Exercise:
Repeat word for word the line with "Every instance of the countertop" and every line after it until the records below run out.

Data in this exercise:
——————————
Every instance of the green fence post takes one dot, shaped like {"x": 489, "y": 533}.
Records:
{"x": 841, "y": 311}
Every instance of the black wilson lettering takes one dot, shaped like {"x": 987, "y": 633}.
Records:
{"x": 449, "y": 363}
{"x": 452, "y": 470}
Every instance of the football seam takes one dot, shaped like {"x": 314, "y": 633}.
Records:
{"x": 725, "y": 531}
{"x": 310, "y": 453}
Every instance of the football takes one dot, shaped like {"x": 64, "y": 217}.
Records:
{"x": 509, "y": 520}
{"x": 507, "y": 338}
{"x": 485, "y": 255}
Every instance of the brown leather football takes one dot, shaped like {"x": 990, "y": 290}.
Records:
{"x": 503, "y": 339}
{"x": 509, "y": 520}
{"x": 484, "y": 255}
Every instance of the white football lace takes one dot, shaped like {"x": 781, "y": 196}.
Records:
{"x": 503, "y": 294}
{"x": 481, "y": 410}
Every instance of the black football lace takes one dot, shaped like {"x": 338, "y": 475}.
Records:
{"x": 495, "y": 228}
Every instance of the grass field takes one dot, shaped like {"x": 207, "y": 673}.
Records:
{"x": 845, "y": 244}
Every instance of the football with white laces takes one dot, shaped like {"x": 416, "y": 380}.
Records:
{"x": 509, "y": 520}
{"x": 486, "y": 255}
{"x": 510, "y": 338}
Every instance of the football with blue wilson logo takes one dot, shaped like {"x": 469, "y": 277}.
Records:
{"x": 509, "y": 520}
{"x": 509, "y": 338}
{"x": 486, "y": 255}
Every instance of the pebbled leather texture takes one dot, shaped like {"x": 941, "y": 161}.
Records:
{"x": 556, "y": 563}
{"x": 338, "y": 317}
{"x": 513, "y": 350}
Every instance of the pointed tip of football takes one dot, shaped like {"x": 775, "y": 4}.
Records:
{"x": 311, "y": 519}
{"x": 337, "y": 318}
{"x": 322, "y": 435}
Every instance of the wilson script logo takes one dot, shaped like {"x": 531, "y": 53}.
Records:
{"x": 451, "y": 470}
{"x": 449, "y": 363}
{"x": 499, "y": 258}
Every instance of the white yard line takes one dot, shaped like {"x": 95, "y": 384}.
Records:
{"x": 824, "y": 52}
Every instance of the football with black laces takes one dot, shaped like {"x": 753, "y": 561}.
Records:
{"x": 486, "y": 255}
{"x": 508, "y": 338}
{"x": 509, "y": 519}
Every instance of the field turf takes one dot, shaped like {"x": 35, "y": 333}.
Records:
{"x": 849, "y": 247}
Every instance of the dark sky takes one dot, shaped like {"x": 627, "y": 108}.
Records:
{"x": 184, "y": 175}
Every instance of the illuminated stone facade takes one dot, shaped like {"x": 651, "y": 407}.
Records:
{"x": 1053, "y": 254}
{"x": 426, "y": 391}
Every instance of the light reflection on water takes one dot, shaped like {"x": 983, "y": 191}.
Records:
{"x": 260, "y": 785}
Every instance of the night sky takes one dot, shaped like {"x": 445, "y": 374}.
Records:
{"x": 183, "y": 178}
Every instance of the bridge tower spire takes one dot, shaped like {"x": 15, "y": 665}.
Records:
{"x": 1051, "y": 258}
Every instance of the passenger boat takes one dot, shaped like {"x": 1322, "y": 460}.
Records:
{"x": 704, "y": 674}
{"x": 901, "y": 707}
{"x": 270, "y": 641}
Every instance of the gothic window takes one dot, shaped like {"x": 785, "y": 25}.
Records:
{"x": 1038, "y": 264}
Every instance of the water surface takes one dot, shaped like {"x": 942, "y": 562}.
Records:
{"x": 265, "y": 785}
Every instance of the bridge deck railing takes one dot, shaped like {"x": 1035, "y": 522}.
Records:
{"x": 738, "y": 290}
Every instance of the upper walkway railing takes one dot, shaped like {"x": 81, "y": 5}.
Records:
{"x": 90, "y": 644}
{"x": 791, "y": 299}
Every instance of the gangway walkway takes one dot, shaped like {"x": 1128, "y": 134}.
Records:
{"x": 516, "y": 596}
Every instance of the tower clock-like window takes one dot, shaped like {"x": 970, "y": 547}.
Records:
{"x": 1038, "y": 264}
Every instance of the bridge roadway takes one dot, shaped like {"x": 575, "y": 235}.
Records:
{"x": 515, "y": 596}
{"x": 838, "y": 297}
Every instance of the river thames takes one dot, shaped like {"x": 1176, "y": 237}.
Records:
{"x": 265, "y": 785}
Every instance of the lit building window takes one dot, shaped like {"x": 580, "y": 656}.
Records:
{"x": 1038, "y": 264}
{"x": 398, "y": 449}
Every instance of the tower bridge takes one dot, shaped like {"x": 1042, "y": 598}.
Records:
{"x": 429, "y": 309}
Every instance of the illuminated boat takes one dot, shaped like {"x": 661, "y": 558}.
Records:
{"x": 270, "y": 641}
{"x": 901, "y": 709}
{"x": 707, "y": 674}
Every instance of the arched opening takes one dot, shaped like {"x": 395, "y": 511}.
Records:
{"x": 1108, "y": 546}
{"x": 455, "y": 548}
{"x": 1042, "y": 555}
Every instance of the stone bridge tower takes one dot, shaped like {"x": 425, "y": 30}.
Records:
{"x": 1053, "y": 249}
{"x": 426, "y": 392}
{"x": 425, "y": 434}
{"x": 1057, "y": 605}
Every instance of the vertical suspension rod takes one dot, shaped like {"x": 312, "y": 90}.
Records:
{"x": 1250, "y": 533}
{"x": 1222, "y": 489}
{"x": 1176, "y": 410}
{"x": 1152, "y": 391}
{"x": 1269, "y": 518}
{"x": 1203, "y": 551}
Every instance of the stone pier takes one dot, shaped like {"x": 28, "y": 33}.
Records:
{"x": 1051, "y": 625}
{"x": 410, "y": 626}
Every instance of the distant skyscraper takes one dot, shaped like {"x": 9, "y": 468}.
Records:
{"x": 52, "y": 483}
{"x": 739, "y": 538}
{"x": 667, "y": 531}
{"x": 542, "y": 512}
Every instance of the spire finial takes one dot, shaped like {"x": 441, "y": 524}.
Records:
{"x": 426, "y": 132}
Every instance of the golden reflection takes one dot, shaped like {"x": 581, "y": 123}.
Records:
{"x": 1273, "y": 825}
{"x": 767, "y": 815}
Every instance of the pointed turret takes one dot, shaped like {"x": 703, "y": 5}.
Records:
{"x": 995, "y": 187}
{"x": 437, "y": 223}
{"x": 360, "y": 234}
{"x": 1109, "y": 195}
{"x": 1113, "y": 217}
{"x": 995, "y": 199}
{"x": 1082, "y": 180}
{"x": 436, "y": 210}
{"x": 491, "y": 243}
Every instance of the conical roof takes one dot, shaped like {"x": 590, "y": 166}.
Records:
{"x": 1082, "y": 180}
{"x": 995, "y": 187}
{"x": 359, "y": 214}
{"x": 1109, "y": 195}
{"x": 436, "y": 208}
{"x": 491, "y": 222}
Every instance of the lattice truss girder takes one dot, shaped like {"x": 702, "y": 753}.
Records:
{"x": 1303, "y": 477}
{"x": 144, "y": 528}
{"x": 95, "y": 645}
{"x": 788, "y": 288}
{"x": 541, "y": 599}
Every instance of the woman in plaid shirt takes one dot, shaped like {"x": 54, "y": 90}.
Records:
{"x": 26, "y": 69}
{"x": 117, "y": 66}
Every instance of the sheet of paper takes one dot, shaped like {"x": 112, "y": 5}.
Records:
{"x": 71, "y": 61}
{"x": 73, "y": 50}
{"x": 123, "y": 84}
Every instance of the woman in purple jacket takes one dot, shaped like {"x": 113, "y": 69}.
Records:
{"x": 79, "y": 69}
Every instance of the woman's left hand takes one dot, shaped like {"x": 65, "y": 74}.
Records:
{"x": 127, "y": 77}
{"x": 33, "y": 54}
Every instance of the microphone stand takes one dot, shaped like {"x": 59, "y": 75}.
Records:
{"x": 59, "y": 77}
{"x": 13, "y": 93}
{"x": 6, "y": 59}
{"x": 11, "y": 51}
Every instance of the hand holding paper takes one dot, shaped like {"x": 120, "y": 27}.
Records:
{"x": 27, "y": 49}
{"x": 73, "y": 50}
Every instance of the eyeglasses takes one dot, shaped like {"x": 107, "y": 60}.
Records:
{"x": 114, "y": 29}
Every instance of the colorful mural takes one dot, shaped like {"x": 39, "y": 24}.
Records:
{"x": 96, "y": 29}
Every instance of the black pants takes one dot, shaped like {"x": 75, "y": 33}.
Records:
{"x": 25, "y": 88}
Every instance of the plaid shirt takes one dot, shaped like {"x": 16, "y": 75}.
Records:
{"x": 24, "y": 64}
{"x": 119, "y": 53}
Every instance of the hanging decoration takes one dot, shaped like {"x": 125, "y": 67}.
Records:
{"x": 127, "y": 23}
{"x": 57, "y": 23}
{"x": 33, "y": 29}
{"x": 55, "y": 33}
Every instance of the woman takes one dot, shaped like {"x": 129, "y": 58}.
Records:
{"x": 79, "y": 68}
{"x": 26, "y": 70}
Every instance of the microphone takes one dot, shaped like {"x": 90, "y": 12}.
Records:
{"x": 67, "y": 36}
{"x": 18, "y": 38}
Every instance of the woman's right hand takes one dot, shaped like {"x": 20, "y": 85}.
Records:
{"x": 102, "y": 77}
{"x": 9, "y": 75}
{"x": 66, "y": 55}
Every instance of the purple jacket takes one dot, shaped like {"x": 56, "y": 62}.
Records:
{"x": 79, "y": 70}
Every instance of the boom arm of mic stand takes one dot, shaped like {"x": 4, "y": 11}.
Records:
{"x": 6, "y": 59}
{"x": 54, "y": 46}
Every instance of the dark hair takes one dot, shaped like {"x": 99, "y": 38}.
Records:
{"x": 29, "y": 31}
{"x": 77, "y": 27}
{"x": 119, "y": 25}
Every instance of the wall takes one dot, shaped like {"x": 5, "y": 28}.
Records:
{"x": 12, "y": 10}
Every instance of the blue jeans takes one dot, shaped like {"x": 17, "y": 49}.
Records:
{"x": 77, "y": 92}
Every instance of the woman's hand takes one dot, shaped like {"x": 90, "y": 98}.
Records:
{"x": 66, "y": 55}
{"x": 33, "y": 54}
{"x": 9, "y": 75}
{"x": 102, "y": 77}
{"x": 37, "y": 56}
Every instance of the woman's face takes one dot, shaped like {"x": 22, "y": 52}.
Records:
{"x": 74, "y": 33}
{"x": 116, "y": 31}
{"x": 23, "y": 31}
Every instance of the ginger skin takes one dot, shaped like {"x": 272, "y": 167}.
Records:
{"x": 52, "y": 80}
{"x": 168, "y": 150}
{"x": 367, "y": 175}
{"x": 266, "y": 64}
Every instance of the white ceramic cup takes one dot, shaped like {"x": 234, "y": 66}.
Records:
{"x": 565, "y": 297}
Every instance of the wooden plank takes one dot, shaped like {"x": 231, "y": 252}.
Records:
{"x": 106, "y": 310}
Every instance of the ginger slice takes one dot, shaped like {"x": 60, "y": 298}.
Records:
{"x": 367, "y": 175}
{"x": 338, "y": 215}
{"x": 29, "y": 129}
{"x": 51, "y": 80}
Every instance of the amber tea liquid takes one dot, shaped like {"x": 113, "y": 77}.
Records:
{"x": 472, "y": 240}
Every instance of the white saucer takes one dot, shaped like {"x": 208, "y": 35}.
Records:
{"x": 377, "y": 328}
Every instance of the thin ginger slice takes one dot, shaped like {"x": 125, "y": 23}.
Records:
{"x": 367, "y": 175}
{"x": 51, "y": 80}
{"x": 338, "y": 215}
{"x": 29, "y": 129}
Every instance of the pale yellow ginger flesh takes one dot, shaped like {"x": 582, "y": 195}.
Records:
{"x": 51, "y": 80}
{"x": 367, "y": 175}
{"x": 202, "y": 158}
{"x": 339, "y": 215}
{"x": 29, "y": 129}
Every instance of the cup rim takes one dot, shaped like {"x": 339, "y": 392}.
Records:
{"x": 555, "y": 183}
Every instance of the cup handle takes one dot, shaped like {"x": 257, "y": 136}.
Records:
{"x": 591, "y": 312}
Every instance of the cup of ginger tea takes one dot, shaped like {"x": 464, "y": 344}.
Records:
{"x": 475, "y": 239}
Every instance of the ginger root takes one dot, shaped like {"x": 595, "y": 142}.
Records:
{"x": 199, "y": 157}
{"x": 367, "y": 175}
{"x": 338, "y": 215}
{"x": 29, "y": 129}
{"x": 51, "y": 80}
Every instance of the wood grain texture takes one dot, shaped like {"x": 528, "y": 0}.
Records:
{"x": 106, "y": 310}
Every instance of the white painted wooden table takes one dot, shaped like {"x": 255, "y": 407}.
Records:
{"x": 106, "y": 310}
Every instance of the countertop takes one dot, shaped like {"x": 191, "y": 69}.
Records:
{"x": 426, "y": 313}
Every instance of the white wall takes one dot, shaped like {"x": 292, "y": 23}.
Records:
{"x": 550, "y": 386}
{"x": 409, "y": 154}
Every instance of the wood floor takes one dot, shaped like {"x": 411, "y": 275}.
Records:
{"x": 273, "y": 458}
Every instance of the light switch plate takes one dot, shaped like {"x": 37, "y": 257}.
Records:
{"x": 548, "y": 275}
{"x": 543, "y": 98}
——————————
Solved exercise:
Every instance of the countertop takes one dot, shaped like {"x": 191, "y": 69}.
Records:
{"x": 426, "y": 313}
Every instance of the white wall takes one dot, shaped like {"x": 292, "y": 23}.
Records:
{"x": 550, "y": 386}
{"x": 409, "y": 154}
Every instance of the wood floor takes one dot, shaped like {"x": 411, "y": 275}.
Records:
{"x": 273, "y": 458}
Every instance of the light switch plate takes one dot, shaped like {"x": 37, "y": 257}.
Records:
{"x": 548, "y": 275}
{"x": 543, "y": 98}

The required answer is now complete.